Assignment » Would you please repeat exactly the lines from the one containing "For every instance of the libre" to the end of the records, both included, and leave out the rest?

Excerpts from a dataset »
********************
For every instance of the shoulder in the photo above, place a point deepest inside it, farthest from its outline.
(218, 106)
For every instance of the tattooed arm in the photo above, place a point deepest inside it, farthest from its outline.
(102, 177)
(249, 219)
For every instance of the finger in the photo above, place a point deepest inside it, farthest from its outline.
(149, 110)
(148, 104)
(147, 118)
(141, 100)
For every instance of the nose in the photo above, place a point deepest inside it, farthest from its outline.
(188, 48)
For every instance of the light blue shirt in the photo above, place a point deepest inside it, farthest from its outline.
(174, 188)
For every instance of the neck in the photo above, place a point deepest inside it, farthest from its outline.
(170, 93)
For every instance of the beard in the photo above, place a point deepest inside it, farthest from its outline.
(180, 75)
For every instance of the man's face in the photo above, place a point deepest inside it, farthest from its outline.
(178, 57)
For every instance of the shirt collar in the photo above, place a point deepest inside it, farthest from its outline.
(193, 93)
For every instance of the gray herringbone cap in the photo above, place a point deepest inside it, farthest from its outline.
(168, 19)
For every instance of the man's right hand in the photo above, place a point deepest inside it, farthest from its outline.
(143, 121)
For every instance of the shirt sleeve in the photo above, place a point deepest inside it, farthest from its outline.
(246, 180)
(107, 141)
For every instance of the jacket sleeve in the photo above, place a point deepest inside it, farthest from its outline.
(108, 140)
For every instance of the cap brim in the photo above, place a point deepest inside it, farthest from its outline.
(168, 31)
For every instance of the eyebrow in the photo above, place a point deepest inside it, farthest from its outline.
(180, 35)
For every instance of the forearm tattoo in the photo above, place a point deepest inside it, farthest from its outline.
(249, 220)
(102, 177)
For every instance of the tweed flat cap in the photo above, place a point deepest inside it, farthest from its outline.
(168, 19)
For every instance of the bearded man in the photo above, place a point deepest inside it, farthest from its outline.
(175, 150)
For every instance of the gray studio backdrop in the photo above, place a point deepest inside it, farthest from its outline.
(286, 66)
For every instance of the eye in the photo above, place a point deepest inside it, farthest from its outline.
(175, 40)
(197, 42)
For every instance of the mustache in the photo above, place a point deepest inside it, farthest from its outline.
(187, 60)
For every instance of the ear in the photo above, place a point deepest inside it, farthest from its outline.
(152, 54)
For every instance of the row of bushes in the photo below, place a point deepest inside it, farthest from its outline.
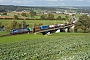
(87, 30)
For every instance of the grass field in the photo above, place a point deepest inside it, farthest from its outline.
(58, 46)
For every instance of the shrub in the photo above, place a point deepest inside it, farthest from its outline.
(80, 30)
(71, 29)
(88, 30)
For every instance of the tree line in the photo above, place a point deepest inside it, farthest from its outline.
(83, 24)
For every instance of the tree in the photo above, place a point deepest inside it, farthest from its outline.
(66, 18)
(4, 13)
(24, 14)
(32, 14)
(50, 16)
(0, 24)
(13, 24)
(43, 17)
(83, 22)
(15, 16)
(59, 18)
(23, 24)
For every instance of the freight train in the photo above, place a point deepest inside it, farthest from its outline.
(36, 29)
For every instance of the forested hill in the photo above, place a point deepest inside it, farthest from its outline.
(4, 8)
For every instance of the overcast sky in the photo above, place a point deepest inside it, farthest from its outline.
(46, 2)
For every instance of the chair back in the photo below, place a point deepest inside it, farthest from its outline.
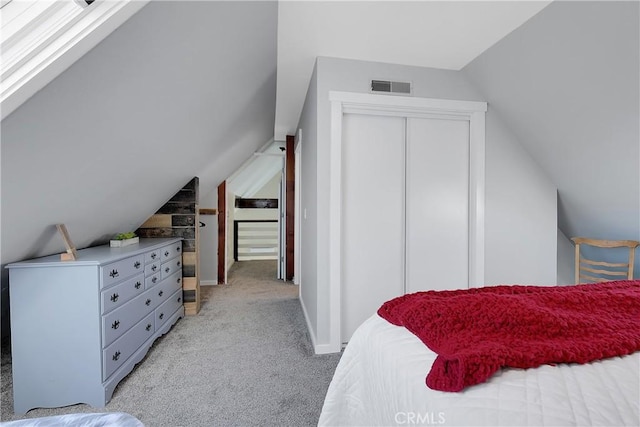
(591, 270)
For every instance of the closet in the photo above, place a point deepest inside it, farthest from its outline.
(406, 197)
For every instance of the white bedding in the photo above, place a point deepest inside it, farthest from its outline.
(380, 380)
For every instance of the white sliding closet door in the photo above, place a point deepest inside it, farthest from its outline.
(373, 265)
(437, 204)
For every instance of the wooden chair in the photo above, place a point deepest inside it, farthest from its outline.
(601, 271)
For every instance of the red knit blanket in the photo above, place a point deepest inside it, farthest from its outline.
(475, 332)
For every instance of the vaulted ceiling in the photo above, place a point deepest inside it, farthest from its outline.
(187, 89)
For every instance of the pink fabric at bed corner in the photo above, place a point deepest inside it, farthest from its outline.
(475, 332)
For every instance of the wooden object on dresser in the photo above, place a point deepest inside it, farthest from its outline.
(79, 327)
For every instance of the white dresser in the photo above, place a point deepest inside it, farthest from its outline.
(79, 327)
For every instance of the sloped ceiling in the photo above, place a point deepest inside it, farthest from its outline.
(437, 34)
(182, 89)
(568, 85)
(188, 89)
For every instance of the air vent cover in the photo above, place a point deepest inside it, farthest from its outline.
(390, 87)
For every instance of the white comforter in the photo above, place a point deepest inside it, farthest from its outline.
(380, 380)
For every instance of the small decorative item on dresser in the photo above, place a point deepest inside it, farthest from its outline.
(124, 239)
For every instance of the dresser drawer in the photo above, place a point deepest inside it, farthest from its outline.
(170, 267)
(168, 287)
(171, 251)
(115, 272)
(167, 308)
(119, 294)
(152, 256)
(152, 268)
(118, 352)
(152, 280)
(117, 322)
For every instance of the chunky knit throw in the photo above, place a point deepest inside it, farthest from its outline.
(475, 332)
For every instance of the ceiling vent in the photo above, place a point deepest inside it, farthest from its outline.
(386, 86)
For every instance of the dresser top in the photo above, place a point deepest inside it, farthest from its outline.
(97, 255)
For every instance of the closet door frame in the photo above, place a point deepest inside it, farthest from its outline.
(402, 106)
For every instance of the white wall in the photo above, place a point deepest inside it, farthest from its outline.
(309, 285)
(566, 260)
(515, 173)
(521, 212)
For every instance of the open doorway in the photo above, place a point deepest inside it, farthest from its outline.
(250, 227)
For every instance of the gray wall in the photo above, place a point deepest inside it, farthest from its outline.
(566, 82)
(182, 89)
(309, 286)
(510, 174)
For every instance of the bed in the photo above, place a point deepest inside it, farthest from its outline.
(380, 380)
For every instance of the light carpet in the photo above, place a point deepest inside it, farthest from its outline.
(244, 360)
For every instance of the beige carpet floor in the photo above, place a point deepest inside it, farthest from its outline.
(244, 360)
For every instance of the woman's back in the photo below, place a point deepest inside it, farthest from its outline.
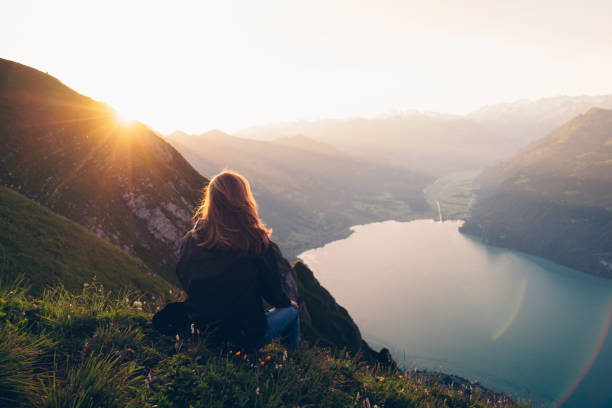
(225, 289)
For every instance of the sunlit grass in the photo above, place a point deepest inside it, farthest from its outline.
(94, 349)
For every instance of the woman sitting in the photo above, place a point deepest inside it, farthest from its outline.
(227, 264)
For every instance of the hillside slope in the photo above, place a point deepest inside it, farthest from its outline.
(47, 249)
(308, 196)
(96, 350)
(554, 198)
(71, 154)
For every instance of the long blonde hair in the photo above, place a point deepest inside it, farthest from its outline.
(227, 218)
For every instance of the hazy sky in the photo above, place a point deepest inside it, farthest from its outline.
(197, 65)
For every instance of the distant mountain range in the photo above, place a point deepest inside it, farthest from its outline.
(431, 144)
(528, 120)
(308, 192)
(438, 144)
(554, 198)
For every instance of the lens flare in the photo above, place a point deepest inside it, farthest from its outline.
(589, 364)
(517, 310)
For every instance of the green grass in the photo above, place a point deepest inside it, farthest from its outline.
(48, 248)
(93, 349)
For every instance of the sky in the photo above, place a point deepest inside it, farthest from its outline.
(200, 65)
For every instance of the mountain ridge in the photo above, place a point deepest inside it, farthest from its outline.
(554, 198)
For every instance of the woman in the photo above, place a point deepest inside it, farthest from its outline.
(227, 264)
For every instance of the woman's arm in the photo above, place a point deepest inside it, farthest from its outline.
(269, 279)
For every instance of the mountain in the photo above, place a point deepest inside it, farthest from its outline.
(528, 120)
(304, 143)
(554, 198)
(47, 249)
(309, 197)
(423, 142)
(71, 154)
(68, 166)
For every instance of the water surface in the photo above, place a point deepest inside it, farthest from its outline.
(441, 299)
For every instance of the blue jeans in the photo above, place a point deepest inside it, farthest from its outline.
(281, 322)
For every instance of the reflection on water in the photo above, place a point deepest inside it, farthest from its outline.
(440, 299)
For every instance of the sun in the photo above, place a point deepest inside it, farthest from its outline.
(124, 118)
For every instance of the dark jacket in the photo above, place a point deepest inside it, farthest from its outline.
(225, 290)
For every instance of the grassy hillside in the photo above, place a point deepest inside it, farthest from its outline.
(71, 154)
(554, 198)
(307, 193)
(91, 350)
(49, 249)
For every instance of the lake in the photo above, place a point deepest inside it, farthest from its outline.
(439, 299)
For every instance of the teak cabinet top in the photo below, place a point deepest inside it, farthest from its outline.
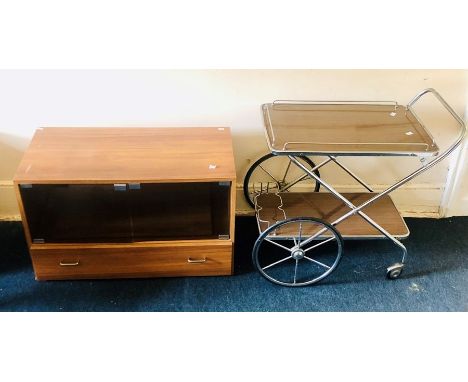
(113, 155)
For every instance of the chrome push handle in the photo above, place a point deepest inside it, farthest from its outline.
(443, 102)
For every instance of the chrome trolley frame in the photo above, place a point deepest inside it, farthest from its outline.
(277, 135)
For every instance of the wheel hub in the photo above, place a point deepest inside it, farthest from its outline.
(298, 254)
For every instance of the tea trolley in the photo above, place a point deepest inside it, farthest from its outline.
(301, 233)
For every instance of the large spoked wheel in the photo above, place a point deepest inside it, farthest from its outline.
(298, 251)
(276, 173)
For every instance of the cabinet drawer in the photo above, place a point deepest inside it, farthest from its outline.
(132, 261)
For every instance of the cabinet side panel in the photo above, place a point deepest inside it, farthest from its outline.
(24, 220)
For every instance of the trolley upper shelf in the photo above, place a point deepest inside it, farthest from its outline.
(345, 128)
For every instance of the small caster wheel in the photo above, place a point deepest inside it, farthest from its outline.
(394, 271)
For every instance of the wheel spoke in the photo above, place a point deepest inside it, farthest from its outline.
(286, 172)
(278, 245)
(317, 262)
(300, 234)
(295, 270)
(319, 244)
(277, 262)
(272, 177)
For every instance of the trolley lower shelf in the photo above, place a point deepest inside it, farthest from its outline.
(272, 208)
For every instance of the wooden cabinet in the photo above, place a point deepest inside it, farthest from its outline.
(128, 202)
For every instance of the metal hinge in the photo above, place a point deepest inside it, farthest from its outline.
(134, 186)
(120, 187)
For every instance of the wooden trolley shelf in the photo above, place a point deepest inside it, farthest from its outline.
(325, 206)
(346, 129)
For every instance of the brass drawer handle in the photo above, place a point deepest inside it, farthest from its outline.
(190, 260)
(69, 264)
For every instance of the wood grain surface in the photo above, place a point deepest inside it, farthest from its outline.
(123, 261)
(325, 206)
(125, 155)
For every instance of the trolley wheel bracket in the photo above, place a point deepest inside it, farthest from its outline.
(394, 271)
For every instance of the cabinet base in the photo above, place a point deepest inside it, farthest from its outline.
(60, 262)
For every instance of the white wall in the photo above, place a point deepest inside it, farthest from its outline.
(29, 99)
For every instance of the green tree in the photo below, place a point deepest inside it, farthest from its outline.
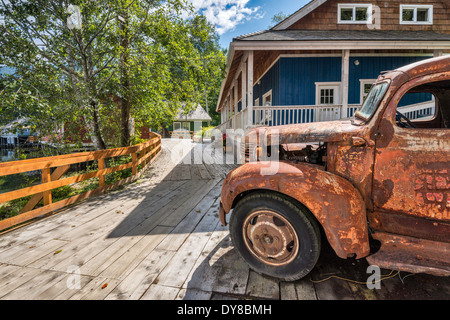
(108, 64)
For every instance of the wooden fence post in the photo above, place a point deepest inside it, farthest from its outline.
(101, 166)
(46, 177)
(134, 163)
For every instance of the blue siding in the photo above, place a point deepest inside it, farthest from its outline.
(270, 81)
(292, 80)
(370, 68)
(299, 75)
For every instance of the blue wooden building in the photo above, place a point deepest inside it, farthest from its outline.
(320, 63)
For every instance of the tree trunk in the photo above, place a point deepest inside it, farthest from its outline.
(125, 105)
(93, 126)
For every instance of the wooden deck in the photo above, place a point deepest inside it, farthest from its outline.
(160, 238)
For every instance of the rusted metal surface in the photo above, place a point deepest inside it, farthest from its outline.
(270, 237)
(333, 200)
(397, 179)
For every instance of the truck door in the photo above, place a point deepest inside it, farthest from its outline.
(411, 188)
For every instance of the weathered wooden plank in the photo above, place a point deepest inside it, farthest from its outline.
(193, 294)
(179, 234)
(233, 276)
(34, 286)
(139, 280)
(120, 268)
(16, 279)
(63, 289)
(97, 289)
(24, 255)
(159, 292)
(181, 264)
(196, 194)
(209, 264)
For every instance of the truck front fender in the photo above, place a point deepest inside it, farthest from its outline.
(334, 201)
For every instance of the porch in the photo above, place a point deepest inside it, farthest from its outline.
(273, 81)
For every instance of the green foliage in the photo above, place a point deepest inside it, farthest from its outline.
(141, 52)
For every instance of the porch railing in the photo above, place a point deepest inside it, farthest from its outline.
(282, 115)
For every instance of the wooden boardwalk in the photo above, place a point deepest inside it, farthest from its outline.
(160, 238)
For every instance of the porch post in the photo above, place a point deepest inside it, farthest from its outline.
(344, 81)
(236, 102)
(244, 95)
(250, 89)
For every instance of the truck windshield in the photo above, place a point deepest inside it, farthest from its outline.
(373, 99)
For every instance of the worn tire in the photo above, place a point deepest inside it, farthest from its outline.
(293, 261)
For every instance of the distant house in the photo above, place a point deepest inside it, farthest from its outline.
(187, 121)
(320, 62)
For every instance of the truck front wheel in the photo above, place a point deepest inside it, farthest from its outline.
(275, 236)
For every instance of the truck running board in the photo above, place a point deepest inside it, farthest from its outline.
(411, 254)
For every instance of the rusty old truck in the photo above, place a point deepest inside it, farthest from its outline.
(375, 186)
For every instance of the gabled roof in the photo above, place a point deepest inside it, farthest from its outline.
(309, 7)
(341, 35)
(197, 114)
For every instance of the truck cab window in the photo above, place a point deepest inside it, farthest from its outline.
(425, 106)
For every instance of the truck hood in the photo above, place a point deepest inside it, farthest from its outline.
(330, 131)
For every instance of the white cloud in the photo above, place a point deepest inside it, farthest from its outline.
(226, 14)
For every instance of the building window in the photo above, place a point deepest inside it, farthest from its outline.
(327, 93)
(416, 14)
(355, 13)
(267, 99)
(176, 126)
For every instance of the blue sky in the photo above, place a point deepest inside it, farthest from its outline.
(237, 17)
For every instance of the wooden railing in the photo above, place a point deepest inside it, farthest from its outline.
(281, 115)
(53, 168)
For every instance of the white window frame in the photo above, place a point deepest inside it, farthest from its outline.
(179, 123)
(363, 82)
(267, 94)
(353, 6)
(336, 86)
(415, 7)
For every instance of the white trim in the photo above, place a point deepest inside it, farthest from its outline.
(362, 83)
(176, 122)
(415, 7)
(329, 85)
(354, 6)
(268, 93)
(342, 45)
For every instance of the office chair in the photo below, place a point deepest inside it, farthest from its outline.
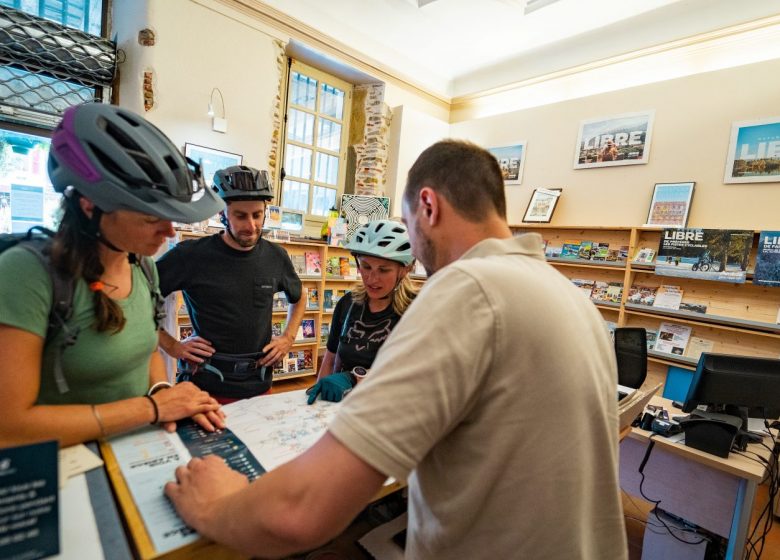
(631, 354)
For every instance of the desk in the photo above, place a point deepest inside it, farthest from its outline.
(709, 491)
(275, 428)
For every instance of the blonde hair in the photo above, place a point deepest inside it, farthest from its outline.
(403, 294)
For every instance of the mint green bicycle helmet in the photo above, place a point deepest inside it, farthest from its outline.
(385, 239)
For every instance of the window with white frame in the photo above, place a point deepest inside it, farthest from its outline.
(315, 144)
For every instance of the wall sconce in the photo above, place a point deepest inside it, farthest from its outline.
(218, 124)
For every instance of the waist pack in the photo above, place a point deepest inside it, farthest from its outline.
(234, 376)
(38, 240)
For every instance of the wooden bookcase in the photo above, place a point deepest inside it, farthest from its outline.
(741, 318)
(320, 282)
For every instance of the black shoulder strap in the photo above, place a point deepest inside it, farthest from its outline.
(147, 265)
(61, 310)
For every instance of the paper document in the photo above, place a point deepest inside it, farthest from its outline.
(78, 459)
(631, 406)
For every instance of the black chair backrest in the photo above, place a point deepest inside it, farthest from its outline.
(631, 353)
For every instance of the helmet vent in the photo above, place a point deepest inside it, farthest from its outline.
(171, 161)
(121, 137)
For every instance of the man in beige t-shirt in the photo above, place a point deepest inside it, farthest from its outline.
(493, 397)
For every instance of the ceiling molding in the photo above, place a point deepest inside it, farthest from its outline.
(328, 45)
(464, 101)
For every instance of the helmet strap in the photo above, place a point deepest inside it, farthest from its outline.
(94, 230)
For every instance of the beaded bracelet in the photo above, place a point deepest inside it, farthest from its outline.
(96, 414)
(156, 410)
(159, 386)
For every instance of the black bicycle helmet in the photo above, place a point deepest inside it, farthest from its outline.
(120, 161)
(240, 182)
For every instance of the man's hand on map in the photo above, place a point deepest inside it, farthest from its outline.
(199, 486)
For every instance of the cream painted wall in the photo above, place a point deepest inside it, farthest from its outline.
(693, 117)
(203, 44)
(198, 49)
(411, 131)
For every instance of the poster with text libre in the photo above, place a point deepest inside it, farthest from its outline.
(706, 254)
(767, 271)
(616, 140)
(754, 152)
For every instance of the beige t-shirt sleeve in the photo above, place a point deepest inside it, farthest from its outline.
(426, 376)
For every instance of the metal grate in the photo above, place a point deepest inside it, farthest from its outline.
(26, 91)
(42, 46)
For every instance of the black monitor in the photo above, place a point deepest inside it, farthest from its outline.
(725, 383)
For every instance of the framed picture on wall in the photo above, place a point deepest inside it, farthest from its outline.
(670, 204)
(754, 152)
(618, 140)
(511, 159)
(542, 205)
(211, 160)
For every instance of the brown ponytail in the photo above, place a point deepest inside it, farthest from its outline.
(75, 253)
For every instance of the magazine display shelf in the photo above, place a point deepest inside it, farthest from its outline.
(741, 318)
(319, 282)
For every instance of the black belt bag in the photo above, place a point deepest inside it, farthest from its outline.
(238, 376)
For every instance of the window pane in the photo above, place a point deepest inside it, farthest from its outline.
(332, 101)
(295, 195)
(328, 135)
(84, 15)
(303, 90)
(300, 127)
(298, 162)
(324, 200)
(327, 169)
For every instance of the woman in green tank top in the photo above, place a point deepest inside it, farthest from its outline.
(96, 372)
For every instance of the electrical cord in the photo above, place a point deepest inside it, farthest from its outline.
(754, 544)
(657, 503)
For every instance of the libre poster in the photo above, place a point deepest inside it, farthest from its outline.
(707, 254)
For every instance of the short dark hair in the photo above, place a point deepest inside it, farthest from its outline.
(468, 176)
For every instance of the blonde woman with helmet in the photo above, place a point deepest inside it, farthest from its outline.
(364, 317)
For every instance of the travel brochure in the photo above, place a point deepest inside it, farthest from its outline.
(586, 250)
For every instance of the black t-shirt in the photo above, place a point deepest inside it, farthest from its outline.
(229, 293)
(365, 332)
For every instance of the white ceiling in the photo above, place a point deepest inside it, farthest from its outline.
********************
Solution »
For every instance of the libre poster in the photo above, place a point deepest inside it, farthest from its outline.
(707, 254)
For every instance of the short dark hair in the photo above, place a point deepest inside it, farthest from its outline.
(468, 176)
For every instance of the blonde woman with helmet in the photo above, place a point deepest inside it, farthest from its outline.
(364, 317)
For every instance of the travel brochure in the photo above, place a point deepest inside it, farthest from its outline.
(586, 250)
For every instance of the black t-shirt in the photo above, place a point deepest inside it, farthest from its outline.
(229, 293)
(365, 332)
For every instance of the white ceiling in the photo above, place a point deepest inside it, farthest from its outline.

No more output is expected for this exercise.